Excerpted text below:
Thursday, February 28, 2013

Brown unveils novel wireless brain sensor

In a significant advance for brain-machine interfaces, engineers at Brown University have developed a novel wireless, broadband, rechargeable, fully implantable brain sensor that has performed well in animal models for more than a year. They describe the result in the Journal of Neural Engineering and at a conference this week.

PROVIDENCE, R.I. [Brown University] — A team of neuroengineers based at Brown University has developed a fully implantable and rechargeable wireless brain sensor capable of relaying real-time broadband signals from up to 100 neurons in freely moving subjects. Several copies of the novel low-power device, described in the Journal of Neural Engineering, have been performing well in animal models for more than year, a first in the brain-computer interface field. Brain-computer interfaces could help people with severe paralysis control devices with their thoughts.

Cortex communication
Engineers Arto Nurmikko and Ming Yin examine their
prototype wireless, broadband neural sensing device.
End of Excerpted text.
▸ **Work request A**:
Answer these questions from the article on Brown's wireless brain sensor, marking each answer with the same numeral:
(i) Where did the team describe its result?
(ii) Up to how many neurons can the device relay signals from?
(iii) Who examines the prototype device in the caption?
▸ **Work request B**: Carry on the article about Brown's wireless brain sensor, starting right after its last line.
The entries play no part in the article about the brain sensor.
Data extract below:
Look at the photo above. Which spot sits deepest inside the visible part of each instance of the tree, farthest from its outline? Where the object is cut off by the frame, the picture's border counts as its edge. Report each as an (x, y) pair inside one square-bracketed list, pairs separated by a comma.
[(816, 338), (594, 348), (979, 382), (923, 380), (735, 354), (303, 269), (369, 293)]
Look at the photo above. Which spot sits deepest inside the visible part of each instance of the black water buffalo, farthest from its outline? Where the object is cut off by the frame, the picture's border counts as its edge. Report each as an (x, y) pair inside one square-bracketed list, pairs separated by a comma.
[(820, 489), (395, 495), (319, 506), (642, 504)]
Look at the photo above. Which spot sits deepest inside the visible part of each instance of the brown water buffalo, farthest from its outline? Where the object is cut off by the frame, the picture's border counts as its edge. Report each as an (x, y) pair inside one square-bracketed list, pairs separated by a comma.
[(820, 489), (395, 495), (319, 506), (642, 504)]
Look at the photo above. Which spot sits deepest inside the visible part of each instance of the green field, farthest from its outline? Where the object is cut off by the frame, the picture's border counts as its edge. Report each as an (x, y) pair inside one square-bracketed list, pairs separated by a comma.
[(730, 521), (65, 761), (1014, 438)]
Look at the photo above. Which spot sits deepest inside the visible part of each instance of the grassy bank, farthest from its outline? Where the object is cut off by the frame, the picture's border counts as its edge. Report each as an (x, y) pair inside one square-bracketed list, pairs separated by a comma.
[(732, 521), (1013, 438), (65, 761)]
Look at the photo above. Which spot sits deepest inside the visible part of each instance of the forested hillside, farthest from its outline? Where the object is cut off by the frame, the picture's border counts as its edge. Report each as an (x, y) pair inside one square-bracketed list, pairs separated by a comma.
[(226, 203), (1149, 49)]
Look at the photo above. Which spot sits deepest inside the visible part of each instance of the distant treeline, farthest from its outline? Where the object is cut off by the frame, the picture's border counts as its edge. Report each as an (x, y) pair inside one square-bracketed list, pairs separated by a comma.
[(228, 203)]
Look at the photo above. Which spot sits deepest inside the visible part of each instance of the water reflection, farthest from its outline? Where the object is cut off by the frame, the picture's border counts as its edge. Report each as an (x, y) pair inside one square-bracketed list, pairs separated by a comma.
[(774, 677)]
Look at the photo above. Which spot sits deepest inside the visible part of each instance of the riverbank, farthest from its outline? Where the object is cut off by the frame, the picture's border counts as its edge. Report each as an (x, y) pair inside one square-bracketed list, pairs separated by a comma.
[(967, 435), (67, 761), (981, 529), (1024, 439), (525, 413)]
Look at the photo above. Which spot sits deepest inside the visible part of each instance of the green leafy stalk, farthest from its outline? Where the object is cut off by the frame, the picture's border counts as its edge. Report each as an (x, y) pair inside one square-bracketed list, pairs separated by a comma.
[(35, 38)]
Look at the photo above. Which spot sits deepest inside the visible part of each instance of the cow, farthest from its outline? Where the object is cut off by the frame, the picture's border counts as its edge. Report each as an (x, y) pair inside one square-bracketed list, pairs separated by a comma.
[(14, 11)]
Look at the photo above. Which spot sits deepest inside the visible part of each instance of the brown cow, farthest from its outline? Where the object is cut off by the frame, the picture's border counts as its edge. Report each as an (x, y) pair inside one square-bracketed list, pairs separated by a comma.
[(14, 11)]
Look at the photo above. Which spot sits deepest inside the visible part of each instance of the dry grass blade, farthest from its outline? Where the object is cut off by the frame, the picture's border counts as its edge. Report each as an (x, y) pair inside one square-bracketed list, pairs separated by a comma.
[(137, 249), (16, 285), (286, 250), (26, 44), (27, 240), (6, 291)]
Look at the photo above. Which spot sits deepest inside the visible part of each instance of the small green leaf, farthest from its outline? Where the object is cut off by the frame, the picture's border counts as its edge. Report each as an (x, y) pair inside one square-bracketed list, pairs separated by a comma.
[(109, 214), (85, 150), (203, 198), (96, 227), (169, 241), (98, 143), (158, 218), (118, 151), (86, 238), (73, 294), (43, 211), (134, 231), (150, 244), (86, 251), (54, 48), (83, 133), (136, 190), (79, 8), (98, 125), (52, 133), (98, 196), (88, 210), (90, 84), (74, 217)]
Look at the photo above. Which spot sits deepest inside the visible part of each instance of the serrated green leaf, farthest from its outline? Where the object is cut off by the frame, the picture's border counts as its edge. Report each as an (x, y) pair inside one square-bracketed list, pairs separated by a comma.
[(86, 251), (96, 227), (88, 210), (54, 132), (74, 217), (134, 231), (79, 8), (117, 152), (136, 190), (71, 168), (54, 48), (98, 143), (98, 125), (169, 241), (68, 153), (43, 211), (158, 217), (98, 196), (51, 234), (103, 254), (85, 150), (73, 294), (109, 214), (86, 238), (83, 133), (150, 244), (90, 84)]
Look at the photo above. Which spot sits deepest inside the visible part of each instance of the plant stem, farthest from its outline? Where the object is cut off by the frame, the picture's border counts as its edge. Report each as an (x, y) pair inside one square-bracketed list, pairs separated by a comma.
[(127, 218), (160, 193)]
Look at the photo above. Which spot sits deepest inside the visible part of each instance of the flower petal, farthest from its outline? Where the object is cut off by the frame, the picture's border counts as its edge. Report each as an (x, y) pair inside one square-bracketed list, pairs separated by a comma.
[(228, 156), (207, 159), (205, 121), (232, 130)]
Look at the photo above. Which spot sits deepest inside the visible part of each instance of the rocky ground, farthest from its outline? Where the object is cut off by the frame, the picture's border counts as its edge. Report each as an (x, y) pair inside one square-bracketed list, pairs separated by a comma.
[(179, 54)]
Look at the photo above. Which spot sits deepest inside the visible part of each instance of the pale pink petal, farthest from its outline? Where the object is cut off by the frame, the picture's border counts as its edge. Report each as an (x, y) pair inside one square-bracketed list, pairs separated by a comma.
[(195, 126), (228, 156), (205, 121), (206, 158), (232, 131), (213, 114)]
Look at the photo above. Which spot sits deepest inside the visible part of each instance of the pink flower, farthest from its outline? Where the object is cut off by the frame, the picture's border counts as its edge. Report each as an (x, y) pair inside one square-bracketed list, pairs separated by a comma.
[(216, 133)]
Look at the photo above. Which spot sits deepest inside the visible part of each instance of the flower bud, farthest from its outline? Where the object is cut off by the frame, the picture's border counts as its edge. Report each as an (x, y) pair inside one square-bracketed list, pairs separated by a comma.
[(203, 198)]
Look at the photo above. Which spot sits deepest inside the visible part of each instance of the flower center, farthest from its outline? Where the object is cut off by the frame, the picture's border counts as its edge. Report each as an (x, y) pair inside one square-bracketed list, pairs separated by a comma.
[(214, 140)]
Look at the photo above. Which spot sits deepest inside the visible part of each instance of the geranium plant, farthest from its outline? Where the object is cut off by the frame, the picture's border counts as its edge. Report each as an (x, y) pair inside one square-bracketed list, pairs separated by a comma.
End of Data extract.
▸ **Exercise response A**:
(i) In the Journal of Neural Engineering and at a conference that week.
(ii) Up to 100 neurons.
(iii) Engineers Arto Nurmikko and Ming Yin.

▸ **Exercise response B**:
Credit: Fred Field for Brown University
Arto Nurmikko, professor of engineering at Brown University who oversaw the device’s invention, is presenting it this week at the 2013 International Workshop on Clinical Brain-Machine Interface Systems in Houston.

“This has features that are somewhat akin to a cell phone, except the conversation that is being sent out is the brain talking wirelessly,” Nurmikko said.

Neuroscientists can use such a device to observe, record, and analyze the signals emitted by scores of neurons in particular parts of the animal model’s brain.

Meanwhile, wired systems using similar implantable sensing electrodes are being investigated in brain-computer interface research to assess the feasibility of people with severe paralysis moving assistive devices like robotic arms or computer cursors by thinking about moving their arms and hands.

This wireless system addresses a major need for the next step in providing a practical brain-computer interface,” said neuroscientist John Donoghue, the Wriston Professor of Neuroscience at Brown University and director of the Brown Institute for Brain Science.

Tightly packed technology

David Borton
"The first fully implanted microsystem operated
wirelessly for more than 12 months in large animal
models - a milestone."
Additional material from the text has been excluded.